**Texte extrait**
********************
En revanche cette hypothèse de hausse des taxes ne plaisait guère aux éditeurs de jeux vidéo locaux. Un sondage réalisé en avril dernier dévoilait que 80,6% des sociétés liées aux jeux vidéo étaient contre une sortie du Royaume-Uni de l'Union Européenne, alors que seulement 3,2% étaient pour. Les 16,2% restant n'avaient pas encore une opinion totalement tranchée sur la question. Ce plébiscite massif pour rester dans l'Union s'expliquait par la peur de voir les taxes aux importations augmenter, et par voie de conséquence voir les prix monter dans le pays. En reniant l'ensemble des traités négociés depuis plus de quarante ans, le Royaume-Uni se place aujourd'hui seul et doit revoir l'ensemble de ses accords commerciaux, même ceux signés avec des pays hors de l'Europe étant donné que les accords européens faisaient foi dans le monde entier.
********************
**Objectif A**
D'après le texte extrait, quel pourcentage des sociétés liées aux jeux vidéo était pour une sortie du Royaume-Uni de l'Union européenne ?
**Objectif B**
Recopiez le passage du texte extrait compris entre "En revanche cette" et "le monde entier.", ces deux bornes incluses.
**Objectif C**
Traduisez en anglais cette phrase du texte extrait : « Les 16,2% restant n'avaient pas encore une opinion totalement tranchée sur la question. »
********************
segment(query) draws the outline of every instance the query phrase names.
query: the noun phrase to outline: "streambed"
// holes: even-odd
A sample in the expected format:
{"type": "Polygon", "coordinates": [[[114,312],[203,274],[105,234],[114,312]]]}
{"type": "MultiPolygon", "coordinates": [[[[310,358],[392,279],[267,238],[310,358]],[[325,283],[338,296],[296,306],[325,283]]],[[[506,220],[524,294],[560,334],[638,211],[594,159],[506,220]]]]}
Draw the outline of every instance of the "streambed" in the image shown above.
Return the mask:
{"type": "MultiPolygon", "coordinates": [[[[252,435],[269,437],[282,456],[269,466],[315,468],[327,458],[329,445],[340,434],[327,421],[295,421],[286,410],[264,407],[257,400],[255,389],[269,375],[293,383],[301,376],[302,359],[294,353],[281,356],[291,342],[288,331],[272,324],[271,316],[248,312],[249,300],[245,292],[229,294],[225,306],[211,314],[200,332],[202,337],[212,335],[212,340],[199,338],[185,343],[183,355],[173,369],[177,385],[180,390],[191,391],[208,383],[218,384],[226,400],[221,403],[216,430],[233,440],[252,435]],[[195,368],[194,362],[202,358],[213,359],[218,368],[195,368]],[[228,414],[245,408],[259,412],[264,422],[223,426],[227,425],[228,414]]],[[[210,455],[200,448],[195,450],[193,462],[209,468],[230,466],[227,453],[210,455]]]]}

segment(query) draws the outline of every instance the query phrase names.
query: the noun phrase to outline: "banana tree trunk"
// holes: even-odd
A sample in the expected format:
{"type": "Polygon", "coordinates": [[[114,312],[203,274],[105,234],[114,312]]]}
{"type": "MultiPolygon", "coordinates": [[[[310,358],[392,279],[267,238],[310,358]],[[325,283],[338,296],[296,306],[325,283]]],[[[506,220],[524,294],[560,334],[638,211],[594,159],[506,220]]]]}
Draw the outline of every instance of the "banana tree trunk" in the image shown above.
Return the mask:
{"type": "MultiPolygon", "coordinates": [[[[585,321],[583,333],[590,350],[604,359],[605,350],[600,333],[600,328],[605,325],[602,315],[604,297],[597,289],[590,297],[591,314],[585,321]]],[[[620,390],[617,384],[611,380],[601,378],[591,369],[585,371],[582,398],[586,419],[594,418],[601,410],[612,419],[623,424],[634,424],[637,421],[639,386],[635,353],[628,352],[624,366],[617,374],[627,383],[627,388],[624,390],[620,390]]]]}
********************
**Solution A**
3,2%

**Solution B**
En revanche cette hypothèse de hausse des taxes ne plaisait guère aux éditeurs de jeux vidéo locaux. Un sondage réalisé en avril dernier dévoilait que 80,6% des sociétés liées aux jeux vidéo étaient contre une sortie du Royaume-Uni de l'Union Européenne, alors que seulement 3,2% étaient pour. Les 16,2% restant n'avaient pas encore une opinion totalement tranchée sur la question. Ce plébiscite massif pour rester dans l'Union s'expliquait par la peur de voir les taxes aux importations augmenter, et par voie de conséquence voir les prix monter dans le pays. En reniant l'ensemble des traités négociés depuis plus de quarante ans, le Royaume-Uni se place aujourd'hui seul et doit revoir l'ensemble de ses accords commerciaux, même ceux signés avec des pays hors de l'Europe étant donné que les accords européens faisaient foi dans le monde entier.

**Solution C**
The remaining 16.2% did not yet have a fully settled opinion on the question.